▶ _Short task A_: In the essential column family performance thread, which row counts did Lars Hofhansl say his side tested with?
▶ _Short task B_: Pick up the essential column family performance thread after its final line and continue writing it.

▶ _Passage to read_:
════════════════════
Re: Essential column family performance

Ted Yu Tue, 09 Apr 2013 18:22:06 -0700

bq. with only 10000 rows that would all fit in the memstore.

This aspect should be enhanced in the test.


Cheers

On Tue, Apr 9, 2013 at 6:17 PM, Lars Hofhansl <[email protected]> wrote:

> Also the unittest tests with only 10000 rows that would all fit in the
> memstore. Seek vs reseek should make little difference for the memstore.
>
> We tested with 1m and 10m rows, and flushed the memstore  and compacted
> the store.
>
> Will do some more verification later tonight.
>
> -- Lars
>
>
> Lars H <[email protected]> wrote:
>
> >Your slow scanner performance seems to vary as well. How come? Slow is
> with the feature off.
> >
> >I don't how reseek can be slower than seek in any scenario.
> >
> >-- Lars
> >
> >Ted Yu <[email protected]> schrieb:
> >
> >>I tried using reseek() as suggested, along with my patch from HBASE-8306
> (30%
> >>selection rate, random distribution and FAST_DIFF encoding on both column
> >>families).
════════════════════
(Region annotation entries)
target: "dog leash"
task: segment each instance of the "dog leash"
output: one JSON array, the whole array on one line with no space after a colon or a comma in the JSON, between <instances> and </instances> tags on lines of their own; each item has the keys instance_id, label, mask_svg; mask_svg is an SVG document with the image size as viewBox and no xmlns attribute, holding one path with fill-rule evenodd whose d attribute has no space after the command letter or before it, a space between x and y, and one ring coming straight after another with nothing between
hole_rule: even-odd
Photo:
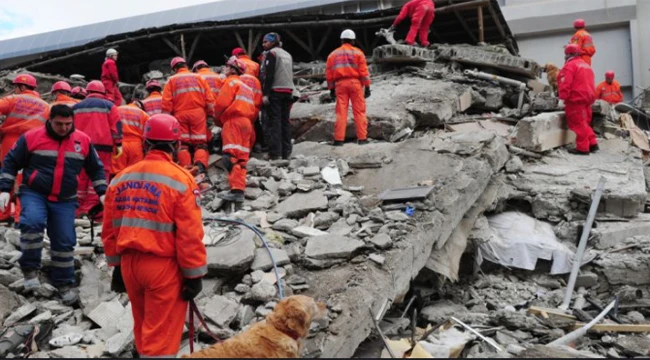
════════════════════
▶ _Task response A_: 1m and 10m rows.

▶ _Task response B_:
> >>I got uneven results:
> >>
> >>2013-04-09 16:59:01,324 INFO  [main]
> regionserver.TestJoinedScanners(167):
> >>Slow scanner finished in 7.529083 seconds, got 1546 rows
> >>
> >>2013-04-09 16:59:06,760 INFO  [main]
> regionserver.TestJoinedScanners(167):
> >>Joined scanner finished in 5.43579 seconds, got 1546 rows
> >>...
> >>2013-04-09 16:59:12,711 INFO  [main]
> regionserver.TestJoinedScanners(167):
> >>Slow scanner finished in 5.95016 seconds, got 1546 rows
> >>
> >>2013-04-09 16:59:20,240 INFO  [main]
> regionserver.TestJoinedScanners(167):
> >>Joined scanner finished in 7.529044 seconds, got 1546 rows
> >>
> >>FYI
> >>
> >>On Tue, Apr 9, 2013 at 4:47 PM, lars hofhansl <[email protected]> wrote:
> >>
> >>> We did some tests here.
> >>> I ran this through the profiler against a local RegionServer and found
> the
> >>> part that causes the slowdown is a seek called here:
> >>>              boolean mayHaveData =
> >>>               (nextJoinedKv != null &&
> >>> nextJoinedKv.matchingRow(currentRow, offset, length))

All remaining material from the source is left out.